■ PROBLEM REQUIREMENTS: Quote word for word the section of the exhibition text below that begins with the words containing "They offer an" and ends with "a new city.".

Photographs of Cologne and other cities in the Rhineland from 1955-89 highlight how urban spaces are constantly changed by their inhabitants. This publication focuses on the diverse, lesser-known stories of migrant workers who used photography as a medium to situate themselves within the reality of their new lives. Their private pictures convey personal stories of being excluded or welcomed and the absence or presence of familiar people. The photo stories shown here were compiled based on interviews with the photographers and eyewitnesses, and are contrasted by public images, in which the migrant workers frequently appear as a nameless group.

For the first time, this exhibition at the Museum Ludwig will focus on personal photographs. In interviews, the lenders of the works in the exhibition talk about their diverse histories.
They offer an account of life in the city and how it was enlivened by their immigration. Their personal photographs show how streets, buildings, shops, bars, social clubs, and parks become places of remembrance and part of the city’s history. The exhibition deals with the role of photography in this context. It combines these new and surprising cityscapes with photographs of urban life by Chargesheimer, Candida Höfer, and Ulrich Tillmann from the collection of the Museum Ludwig as well as photographs by Christel Fomm, Gernot Huber, and Guenay Ulutuncok, among others.
Beyond the fleeting experiences of life in the city, these photographic stories of migration show the various ways in which people can find their place in a new city.

■ DATASET ROWS:
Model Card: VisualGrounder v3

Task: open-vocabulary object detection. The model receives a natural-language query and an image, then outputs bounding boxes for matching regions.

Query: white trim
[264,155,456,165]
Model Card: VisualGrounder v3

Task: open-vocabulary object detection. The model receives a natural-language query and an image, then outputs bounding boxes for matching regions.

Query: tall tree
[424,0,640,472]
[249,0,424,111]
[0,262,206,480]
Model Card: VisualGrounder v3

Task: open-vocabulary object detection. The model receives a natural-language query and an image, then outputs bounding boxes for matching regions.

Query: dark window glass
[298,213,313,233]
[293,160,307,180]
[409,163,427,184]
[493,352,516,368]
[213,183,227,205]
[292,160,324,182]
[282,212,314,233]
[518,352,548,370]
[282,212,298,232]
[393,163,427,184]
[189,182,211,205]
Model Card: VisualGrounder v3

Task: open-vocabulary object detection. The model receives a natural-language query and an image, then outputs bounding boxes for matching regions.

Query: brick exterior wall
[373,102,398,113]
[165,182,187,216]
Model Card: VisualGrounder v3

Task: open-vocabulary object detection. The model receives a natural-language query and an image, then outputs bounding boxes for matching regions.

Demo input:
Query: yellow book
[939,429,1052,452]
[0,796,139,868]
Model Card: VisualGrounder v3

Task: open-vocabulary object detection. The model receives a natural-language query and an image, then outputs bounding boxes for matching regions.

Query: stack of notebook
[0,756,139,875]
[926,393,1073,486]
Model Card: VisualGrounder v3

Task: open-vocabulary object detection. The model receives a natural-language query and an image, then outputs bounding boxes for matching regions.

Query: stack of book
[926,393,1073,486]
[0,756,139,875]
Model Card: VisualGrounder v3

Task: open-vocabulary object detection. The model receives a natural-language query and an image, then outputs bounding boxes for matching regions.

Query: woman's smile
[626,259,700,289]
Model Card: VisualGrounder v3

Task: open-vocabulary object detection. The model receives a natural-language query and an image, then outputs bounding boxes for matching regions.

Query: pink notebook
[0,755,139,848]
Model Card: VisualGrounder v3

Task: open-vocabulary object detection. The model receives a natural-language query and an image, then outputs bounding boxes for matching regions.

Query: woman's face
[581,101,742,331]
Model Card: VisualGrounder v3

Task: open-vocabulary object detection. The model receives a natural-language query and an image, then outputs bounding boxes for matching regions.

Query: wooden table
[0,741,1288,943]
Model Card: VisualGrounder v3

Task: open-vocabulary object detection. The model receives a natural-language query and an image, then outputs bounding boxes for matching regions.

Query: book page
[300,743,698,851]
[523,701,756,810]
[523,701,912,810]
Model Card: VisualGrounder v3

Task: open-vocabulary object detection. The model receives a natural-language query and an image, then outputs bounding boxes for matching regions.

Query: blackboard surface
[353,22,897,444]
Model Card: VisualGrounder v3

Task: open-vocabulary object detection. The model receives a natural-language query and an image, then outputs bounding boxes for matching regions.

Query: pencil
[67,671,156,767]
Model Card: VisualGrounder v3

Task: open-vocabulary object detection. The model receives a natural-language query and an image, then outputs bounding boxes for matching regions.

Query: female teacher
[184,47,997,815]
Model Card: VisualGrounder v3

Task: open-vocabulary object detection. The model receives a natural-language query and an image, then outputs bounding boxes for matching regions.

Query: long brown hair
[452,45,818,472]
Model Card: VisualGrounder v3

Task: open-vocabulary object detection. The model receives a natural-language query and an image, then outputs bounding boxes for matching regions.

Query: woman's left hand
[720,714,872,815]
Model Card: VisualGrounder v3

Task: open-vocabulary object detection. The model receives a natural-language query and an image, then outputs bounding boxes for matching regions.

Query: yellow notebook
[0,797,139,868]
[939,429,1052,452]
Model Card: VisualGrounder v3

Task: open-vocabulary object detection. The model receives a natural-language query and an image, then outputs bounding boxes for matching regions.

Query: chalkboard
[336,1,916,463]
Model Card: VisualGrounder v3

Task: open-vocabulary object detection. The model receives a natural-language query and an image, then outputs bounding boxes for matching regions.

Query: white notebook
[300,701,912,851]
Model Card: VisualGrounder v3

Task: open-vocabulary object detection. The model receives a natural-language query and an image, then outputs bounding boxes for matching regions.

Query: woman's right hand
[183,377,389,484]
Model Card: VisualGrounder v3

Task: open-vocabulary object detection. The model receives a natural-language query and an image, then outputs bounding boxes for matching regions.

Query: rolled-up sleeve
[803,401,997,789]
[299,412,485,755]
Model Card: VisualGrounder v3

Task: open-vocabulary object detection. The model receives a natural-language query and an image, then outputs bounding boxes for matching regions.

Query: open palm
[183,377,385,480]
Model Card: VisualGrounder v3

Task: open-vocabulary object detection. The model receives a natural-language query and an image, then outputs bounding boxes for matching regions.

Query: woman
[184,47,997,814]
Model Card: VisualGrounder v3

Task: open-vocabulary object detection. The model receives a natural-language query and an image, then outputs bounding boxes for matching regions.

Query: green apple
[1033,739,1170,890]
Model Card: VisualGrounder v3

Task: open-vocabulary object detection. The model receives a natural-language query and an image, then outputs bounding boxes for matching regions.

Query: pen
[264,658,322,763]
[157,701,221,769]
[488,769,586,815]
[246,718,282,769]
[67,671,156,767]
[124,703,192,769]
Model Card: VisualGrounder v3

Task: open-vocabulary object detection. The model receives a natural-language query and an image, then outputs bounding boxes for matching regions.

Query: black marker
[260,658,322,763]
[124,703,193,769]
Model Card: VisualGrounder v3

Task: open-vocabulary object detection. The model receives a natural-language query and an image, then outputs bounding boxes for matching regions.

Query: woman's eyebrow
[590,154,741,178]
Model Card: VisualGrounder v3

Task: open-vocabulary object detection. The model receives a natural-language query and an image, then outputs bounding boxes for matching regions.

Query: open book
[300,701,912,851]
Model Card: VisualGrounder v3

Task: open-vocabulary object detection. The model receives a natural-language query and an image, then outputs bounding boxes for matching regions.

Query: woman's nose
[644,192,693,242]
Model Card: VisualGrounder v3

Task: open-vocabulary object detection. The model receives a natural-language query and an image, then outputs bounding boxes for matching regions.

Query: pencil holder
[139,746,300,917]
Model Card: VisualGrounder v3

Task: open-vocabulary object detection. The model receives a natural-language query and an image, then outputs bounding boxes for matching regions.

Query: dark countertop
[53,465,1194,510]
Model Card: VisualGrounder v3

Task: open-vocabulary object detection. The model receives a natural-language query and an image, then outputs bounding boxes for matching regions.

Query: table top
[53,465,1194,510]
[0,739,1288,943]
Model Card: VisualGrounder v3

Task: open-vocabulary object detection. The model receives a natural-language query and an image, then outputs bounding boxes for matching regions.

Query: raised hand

■ RESPONSE:
They offer an account of life in the city and how it was enlivened by their immigration. Their personal photographs show how streets, buildings, shops, bars, social clubs, and parks become places of remembrance and part of the city’s history. The exhibition deals with the role of photography in this context. It combines these new and surprising cityscapes with photographs of urban life by Chargesheimer, Candida Höfer, and Ulrich Tillmann from the collection of the Museum Ludwig as well as photographs by Christel Fomm, Gernot Huber, and Guenay Ulutuncok, among others.
Beyond the fleeting experiences of life in the city, these photographic stories of migration show the various ways in which people can find their place in a new city.